[Saved entries]
— START —
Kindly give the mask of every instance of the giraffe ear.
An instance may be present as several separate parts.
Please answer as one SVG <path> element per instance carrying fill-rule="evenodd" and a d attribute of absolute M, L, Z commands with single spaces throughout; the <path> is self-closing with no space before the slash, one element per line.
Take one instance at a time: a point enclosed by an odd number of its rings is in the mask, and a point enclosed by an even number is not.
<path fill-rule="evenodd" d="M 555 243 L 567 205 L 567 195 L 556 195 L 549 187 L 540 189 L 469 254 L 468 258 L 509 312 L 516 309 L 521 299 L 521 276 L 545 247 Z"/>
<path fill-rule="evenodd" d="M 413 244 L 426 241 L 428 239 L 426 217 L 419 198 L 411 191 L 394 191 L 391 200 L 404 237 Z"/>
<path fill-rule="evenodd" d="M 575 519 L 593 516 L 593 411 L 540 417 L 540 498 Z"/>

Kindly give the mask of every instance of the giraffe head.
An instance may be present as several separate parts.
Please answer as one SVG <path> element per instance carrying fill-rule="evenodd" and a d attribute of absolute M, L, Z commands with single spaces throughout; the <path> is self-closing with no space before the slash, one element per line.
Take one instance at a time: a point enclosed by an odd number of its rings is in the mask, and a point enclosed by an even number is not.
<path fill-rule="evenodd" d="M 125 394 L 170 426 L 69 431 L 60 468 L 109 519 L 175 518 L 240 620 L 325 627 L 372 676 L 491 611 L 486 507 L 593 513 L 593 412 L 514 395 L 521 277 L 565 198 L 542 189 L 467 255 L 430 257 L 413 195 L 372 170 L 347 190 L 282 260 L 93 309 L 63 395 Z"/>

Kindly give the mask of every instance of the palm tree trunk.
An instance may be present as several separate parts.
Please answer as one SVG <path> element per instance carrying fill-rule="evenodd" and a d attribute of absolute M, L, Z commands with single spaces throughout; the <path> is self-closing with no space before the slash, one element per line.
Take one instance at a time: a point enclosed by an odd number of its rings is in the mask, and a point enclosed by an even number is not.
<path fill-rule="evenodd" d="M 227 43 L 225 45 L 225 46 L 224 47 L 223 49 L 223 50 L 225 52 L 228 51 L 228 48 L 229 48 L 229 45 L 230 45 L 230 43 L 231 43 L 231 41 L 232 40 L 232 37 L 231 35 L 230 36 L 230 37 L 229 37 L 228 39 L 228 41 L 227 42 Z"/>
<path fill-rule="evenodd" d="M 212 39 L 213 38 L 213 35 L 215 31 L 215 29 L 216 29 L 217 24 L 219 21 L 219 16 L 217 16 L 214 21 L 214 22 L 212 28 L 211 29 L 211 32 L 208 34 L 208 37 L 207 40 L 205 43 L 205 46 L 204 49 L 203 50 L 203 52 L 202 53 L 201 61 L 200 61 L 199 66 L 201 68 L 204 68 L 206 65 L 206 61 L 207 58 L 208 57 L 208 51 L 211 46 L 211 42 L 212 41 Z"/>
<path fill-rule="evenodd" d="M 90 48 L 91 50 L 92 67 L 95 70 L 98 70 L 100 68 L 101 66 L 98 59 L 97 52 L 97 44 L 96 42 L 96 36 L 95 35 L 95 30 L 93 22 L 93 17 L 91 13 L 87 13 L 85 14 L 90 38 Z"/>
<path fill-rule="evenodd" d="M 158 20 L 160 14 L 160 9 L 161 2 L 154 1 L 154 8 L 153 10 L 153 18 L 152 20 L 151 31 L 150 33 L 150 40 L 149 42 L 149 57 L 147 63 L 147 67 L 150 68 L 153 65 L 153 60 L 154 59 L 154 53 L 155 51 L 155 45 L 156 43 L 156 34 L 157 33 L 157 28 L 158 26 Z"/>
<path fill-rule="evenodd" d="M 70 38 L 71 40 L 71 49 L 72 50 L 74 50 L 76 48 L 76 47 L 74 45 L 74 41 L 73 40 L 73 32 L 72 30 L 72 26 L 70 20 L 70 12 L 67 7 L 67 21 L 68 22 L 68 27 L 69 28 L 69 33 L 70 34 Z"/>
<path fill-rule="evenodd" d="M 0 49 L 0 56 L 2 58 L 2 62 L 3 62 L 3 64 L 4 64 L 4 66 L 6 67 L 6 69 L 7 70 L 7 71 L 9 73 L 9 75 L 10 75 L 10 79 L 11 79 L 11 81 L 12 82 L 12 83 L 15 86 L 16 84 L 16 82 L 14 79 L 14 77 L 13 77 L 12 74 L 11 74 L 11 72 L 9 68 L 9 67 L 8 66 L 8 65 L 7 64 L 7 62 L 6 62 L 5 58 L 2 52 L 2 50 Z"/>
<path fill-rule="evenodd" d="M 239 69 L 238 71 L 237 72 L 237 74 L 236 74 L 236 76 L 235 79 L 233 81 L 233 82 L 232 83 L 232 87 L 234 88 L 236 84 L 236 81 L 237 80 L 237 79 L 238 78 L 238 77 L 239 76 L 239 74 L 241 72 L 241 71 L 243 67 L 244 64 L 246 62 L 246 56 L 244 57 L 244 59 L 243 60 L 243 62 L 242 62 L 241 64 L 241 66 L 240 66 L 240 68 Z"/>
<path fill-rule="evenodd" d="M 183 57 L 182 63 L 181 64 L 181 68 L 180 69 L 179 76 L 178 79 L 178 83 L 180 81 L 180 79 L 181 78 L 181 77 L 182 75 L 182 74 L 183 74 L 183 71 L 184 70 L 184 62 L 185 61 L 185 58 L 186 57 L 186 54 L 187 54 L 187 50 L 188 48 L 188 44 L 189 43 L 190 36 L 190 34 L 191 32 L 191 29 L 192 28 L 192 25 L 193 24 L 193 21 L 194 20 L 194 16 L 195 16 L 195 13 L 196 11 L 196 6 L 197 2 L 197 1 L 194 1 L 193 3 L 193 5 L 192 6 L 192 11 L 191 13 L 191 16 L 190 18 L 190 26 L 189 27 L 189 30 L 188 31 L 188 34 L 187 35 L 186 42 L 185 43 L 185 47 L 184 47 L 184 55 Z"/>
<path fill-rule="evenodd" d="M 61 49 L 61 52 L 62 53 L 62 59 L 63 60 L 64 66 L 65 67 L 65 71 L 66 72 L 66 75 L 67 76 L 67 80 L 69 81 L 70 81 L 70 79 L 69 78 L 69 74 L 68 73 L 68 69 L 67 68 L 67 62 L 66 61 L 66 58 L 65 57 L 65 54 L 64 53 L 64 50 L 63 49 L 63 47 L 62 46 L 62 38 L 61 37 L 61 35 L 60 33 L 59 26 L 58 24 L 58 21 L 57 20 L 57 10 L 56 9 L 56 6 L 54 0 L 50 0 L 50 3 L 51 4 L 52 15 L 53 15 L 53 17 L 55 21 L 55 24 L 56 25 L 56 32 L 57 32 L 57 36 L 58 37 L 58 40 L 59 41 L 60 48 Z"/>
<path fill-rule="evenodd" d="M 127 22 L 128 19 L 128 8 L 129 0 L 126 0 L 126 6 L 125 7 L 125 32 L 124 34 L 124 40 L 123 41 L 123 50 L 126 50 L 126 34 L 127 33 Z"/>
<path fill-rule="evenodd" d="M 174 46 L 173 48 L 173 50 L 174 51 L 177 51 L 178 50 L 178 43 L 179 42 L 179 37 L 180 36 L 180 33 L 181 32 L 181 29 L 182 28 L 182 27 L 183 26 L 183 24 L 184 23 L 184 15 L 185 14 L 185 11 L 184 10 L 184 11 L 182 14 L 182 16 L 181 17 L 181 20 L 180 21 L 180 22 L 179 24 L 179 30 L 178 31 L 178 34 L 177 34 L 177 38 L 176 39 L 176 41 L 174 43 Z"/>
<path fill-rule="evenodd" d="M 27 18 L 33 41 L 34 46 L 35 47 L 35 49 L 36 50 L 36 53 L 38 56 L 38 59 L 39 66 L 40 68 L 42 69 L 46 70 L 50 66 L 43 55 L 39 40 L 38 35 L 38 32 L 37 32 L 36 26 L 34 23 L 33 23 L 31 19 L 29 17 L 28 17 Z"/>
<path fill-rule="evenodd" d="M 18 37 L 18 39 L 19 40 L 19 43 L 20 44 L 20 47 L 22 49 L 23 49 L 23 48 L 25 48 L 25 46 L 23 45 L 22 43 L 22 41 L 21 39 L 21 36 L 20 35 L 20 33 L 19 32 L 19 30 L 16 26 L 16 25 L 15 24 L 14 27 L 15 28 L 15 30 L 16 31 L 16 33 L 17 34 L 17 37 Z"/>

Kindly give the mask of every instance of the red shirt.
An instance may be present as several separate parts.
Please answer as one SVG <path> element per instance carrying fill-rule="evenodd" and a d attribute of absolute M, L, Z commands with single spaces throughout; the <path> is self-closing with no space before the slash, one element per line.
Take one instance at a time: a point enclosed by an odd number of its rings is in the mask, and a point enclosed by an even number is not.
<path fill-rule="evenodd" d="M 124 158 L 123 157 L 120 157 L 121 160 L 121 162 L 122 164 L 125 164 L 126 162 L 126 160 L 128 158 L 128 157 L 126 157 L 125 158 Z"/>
— END —
■ Problem requirements:
Starting at the first line of the material and ending at the line containing "125 394 L 170", rewrite those lines as a JSON list of strings with one string per line, leaving out any blank lines.

■ Solution to the exercise:
[
  "Kindly give the mask of every instance of the giraffe ear.",
  "An instance may be present as several separate parts.",
  "Please answer as one SVG <path> element per instance carrying fill-rule=\"evenodd\" and a d attribute of absolute M, L, Z commands with single spaces throughout; the <path> is self-closing with no space before the slash, one element per line.",
  "Take one instance at a time: a point enclosed by an odd number of its rings is in the mask, and a point enclosed by an even number is not.",
  "<path fill-rule=\"evenodd\" d=\"M 555 243 L 567 205 L 567 195 L 556 195 L 549 187 L 540 189 L 469 254 L 468 258 L 509 312 L 516 309 L 521 299 L 521 276 L 545 247 Z\"/>",
  "<path fill-rule=\"evenodd\" d=\"M 413 244 L 426 241 L 428 239 L 426 217 L 419 198 L 411 191 L 394 191 L 391 200 L 404 237 Z\"/>",
  "<path fill-rule=\"evenodd\" d=\"M 575 519 L 593 516 L 593 411 L 540 417 L 540 498 Z\"/>",
  "Kindly give the mask of every instance of the giraffe head.",
  "An instance may be present as several separate parts.",
  "Please answer as one SVG <path> element per instance carrying fill-rule=\"evenodd\" and a d attribute of absolute M, L, Z commands with single spaces throughout; the <path> is self-closing with no space before the slash, one element per line.",
  "Take one instance at a time: a point enclosed by an odd number of its rings is in the mask, and a point enclosed by an even number is not.",
  "<path fill-rule=\"evenodd\" d=\"M 125 394 L 170 426 L 69 431 L 60 468 L 109 519 L 175 518 L 240 620 L 325 627 L 372 676 L 491 611 L 486 507 L 593 513 L 593 412 L 514 395 L 521 277 L 565 198 L 542 189 L 467 255 L 430 257 L 413 195 L 372 170 L 347 190 L 282 260 L 93 309 L 63 395 Z\"/>"
]